POLECENIA
(1) Odpowiedz na pytania dotyczące relacji z podróży:
(a) Jakimi trzema cechami opisano Kangding?
(b) Czego nie udało się zrobić w tybetańskiej dzielnicy Chengdu?
(c) Ile czasu minęło od wyjazdu do napisania ostatniej notki?
(2) Przepisz dokładnie fragment relacji z podróży, zaczynając od słów „Nasza przygoda dobiegła” i kontynuując aż do słów „district of Chengdu...”.
##### WYODRĘBNIONY TEKST #####
Nasza przygoda dobiegła końca już jakiś czas temu. Każde z miejsc zostawiło jakiś swój obraz w naszej pamięci. Yangshuo - piękne widoki. GuiLin - mnóstwo skuterów i motocykli. Shanghai - nowoczesność i ogrom. (Tam dopiero można się przekonać, co znaczy "wielkie blokowisko".) Kangding - zimno, wysoko i z surową przyrodą. W podróży spotkałyśmy ludzi z różnych stron świata, niemal ze wszystkich kontynentów. Minęły już prawie dwa lata. To najwyższy czas, by podsumować ten wyjazd. To nasza ostatnia notka. Najdłuższa, bo podsumowująca.



We achieved most of our goals. But not all of them. For example, in Chengdu the tomb was guarded too well so we didn't manage to get in, not even for a short while. Neither did we manage to try on the traditional clothes in the Tibetan district of Chengdu...

The journey supported us with many experiences and impressions and it made some of our misperceptions dissipate. Once, in ancient times, when U began to explore the secrets of the ancient art of space arranging - Feng Shui - China seemed to be a model, an unattained ideal, a source of inspiration and ideas. One could expect that staying in the Middle Kingdom will dispel any doubts and answer questions that arose back then. Well... when we left tourist places, we rather saw dingy hovels and no traces of this art that is known here as "an everyday life element of the Chinese people".

Zrealizowałyśmy większość zamierzeń. Ale nie wszystkie. Np. w Chengdu za bardzo strzegli grobowca i nie udało się choćby na chwilę tam zajrzeć, a w tybetańskiej dzielnicy Chengdu nie udało nam się przymierzyć tamtejszych tradycyjnych strojów...

Podróż dostarczyła nam wielu wrażeń i rozwiała pewne fałszywe wyobrażenia. Kiedyś, w zamierzchłych czasach, kiedy to U zaczynała zgłębiać tajniki sztuki aranżowania przestrzeni - Feng Shui - Chiny jawiły się jako wzorzec, niedościgniony ideał, źródło inspiracji i pomysłów. Można się było spodziewać, że pobyt w Państwie Środka rozwieje wątpliwości i odpowie na zadawane sobie wtedy pytania. Cóż, kiedy opuszczałyśmy turystyczne miejsca, widziałyśmy raczej obskurne rudery i zero śladów tej sztuki, którą określa się u nas jako "codzienny element życia Chińczyków".

 


Another thing about architecture - toilets. The most "hardcore" one was the one that we saw on our way to Kangding: no walls - when you enter you see exposed asses... Sticking out in order to meet their physiological needs, obviously. Noone is disturbed by such a view, neither by joint use of such a toilet. Everything takes place over a sort of a channel in the floor that stretches and winds across the whole building and one can see what ran down from the first "post". In the picture here - a similar toilet (near the caves that we liked so much), but this one at least had the walls.
##### DOSTARCZONY MATERIAŁ #####
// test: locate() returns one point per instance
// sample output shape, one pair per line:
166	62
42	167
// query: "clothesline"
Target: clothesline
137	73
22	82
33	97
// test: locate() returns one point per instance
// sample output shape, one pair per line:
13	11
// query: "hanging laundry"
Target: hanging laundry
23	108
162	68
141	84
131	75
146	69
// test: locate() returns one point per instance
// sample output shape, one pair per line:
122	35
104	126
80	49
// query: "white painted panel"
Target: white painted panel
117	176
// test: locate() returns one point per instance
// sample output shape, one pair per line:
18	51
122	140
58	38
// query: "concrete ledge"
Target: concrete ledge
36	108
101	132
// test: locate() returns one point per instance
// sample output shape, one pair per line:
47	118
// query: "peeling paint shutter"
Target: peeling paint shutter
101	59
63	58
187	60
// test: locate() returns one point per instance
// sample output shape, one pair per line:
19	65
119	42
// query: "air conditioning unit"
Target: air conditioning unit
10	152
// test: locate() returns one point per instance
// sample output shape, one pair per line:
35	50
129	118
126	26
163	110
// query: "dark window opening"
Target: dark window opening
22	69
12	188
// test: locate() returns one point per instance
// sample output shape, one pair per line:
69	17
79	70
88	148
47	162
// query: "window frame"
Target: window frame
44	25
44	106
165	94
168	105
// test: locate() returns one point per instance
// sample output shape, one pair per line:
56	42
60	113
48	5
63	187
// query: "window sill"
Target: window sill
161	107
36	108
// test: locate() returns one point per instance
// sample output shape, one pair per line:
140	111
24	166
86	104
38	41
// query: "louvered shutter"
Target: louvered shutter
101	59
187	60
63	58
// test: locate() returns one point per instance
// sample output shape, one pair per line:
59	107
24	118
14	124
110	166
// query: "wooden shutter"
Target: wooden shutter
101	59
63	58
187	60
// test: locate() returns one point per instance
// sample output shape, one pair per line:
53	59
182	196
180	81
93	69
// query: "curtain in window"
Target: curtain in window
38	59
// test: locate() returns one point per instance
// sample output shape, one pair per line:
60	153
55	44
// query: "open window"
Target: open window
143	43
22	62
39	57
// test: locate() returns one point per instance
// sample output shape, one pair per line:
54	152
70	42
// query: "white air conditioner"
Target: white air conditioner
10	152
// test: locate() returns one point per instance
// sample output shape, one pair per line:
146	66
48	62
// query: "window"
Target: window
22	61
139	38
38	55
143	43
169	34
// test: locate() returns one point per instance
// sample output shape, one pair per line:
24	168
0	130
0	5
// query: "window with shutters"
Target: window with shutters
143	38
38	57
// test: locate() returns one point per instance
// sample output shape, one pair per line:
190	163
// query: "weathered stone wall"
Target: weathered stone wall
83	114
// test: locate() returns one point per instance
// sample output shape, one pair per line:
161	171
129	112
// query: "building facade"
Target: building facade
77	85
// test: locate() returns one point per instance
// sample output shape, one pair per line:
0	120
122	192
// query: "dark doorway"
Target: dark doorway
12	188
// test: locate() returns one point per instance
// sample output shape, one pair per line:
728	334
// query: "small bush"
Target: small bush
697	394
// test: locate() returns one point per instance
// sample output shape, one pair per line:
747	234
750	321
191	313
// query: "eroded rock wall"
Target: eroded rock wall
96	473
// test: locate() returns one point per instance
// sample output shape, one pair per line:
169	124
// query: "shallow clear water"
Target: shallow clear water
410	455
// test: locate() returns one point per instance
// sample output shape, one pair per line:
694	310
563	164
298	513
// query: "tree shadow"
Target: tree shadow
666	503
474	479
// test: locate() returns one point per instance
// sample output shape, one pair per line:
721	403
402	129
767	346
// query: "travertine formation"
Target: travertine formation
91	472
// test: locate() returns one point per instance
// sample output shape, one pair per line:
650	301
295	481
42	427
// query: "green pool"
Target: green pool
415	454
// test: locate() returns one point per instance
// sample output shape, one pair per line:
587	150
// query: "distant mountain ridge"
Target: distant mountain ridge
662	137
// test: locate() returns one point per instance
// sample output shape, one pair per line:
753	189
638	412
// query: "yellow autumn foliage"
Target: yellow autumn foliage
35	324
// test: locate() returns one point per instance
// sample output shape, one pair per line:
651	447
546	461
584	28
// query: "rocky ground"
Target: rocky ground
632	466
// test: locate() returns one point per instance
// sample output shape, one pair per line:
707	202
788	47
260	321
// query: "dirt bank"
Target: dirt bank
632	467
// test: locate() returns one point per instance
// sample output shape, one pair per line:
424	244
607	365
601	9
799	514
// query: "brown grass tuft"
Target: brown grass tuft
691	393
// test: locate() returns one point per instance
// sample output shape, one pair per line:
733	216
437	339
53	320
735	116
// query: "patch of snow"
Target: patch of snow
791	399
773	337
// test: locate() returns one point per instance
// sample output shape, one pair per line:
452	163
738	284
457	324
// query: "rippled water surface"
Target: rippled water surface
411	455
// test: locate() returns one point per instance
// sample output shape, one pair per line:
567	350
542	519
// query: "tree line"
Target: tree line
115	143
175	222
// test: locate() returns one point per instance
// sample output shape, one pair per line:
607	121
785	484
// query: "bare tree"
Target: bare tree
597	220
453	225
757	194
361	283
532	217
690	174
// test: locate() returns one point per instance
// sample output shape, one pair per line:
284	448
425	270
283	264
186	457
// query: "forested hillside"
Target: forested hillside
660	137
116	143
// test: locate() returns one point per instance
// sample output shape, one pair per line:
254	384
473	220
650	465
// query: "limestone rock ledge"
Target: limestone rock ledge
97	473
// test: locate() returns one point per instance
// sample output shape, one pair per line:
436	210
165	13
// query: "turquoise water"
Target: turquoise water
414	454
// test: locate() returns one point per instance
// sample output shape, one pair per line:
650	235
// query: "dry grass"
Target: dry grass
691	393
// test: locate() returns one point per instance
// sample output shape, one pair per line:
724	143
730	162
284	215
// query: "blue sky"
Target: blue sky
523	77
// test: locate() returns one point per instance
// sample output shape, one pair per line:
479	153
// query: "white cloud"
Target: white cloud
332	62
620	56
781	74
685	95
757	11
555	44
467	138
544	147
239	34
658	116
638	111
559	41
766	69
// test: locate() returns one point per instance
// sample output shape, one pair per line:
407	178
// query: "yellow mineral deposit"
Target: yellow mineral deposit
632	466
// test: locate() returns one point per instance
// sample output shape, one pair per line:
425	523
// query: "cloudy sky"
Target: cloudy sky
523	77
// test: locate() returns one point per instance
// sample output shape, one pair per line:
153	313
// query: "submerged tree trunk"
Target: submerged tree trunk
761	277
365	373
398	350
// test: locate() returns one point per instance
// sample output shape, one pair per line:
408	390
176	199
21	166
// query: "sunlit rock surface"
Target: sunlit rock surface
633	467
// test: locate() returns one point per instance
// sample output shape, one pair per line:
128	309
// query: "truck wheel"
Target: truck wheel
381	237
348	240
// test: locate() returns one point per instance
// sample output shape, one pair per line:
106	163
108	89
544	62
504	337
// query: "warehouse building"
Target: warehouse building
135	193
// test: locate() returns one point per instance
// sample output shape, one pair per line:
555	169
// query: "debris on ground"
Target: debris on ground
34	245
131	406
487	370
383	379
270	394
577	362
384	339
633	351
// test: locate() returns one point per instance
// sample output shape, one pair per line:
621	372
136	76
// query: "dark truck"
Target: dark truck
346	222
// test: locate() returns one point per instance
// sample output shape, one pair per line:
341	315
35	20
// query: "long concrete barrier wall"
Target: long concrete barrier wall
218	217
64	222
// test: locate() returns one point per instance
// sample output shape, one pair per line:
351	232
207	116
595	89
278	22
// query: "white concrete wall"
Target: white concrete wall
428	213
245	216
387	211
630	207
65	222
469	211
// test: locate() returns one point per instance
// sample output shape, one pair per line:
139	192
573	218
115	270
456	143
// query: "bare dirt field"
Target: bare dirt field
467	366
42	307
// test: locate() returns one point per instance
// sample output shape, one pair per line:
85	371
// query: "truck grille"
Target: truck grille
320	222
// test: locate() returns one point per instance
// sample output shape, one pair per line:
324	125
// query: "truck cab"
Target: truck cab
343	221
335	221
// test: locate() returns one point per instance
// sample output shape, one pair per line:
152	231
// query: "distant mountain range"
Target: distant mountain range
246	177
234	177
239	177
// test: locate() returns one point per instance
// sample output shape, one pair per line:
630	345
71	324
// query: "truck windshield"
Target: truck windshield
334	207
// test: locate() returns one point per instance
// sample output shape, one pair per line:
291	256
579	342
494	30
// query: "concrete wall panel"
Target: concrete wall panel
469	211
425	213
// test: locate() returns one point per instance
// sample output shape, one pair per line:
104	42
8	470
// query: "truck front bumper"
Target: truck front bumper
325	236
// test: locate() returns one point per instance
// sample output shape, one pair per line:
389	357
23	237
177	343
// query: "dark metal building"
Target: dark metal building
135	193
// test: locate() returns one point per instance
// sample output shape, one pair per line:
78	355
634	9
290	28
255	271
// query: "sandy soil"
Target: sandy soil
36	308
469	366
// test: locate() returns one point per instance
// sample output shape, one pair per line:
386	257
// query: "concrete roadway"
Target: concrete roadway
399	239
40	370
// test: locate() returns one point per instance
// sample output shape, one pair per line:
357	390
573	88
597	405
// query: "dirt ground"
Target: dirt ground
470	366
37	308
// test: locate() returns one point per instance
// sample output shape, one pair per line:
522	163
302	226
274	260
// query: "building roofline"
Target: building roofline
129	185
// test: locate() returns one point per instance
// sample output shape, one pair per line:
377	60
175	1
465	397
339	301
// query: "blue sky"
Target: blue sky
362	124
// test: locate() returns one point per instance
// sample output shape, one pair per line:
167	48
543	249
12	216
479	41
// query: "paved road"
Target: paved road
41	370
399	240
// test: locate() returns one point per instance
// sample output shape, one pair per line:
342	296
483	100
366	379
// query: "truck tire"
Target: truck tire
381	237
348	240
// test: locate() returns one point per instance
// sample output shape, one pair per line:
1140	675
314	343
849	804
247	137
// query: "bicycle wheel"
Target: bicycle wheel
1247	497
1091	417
#####
WYNIKI ZADAŃ
(1)
(a) Zimno, wysoko i surowa przyroda.
(b) Przymierzyć tamtejszych tradycyjnych strojów.
(c) Prawie dwa lata.

(2)
Nasza przygoda dobiegła końca już jakiś czas temu. Każde z miejsc zostawiło jakiś swój obraz w naszej pamięci. Yangshuo - piękne widoki. GuiLin - mnóstwo skuterów i motocykli. Shanghai - nowoczesność i ogrom. (Tam dopiero można się przekonać, co znaczy "wielkie blokowisko".) Kangding - zimno, wysoko i z surową przyrodą. W podróży spotkałyśmy ludzi z różnych stron świata, niemal ze wszystkich kontynentów. Minęły już prawie dwa lata. To najwyższy czas, by podsumować ten wyjazd. To nasza ostatnia notka. Najdłuższa, bo podsumowująca.



We achieved most of our goals. But not all of them. For example, in Chengdu the tomb was guarded too well so we didn't manage to get in, not even for a short while. Neither did we manage to try on the traditional clothes in the Tibetan district of Chengdu...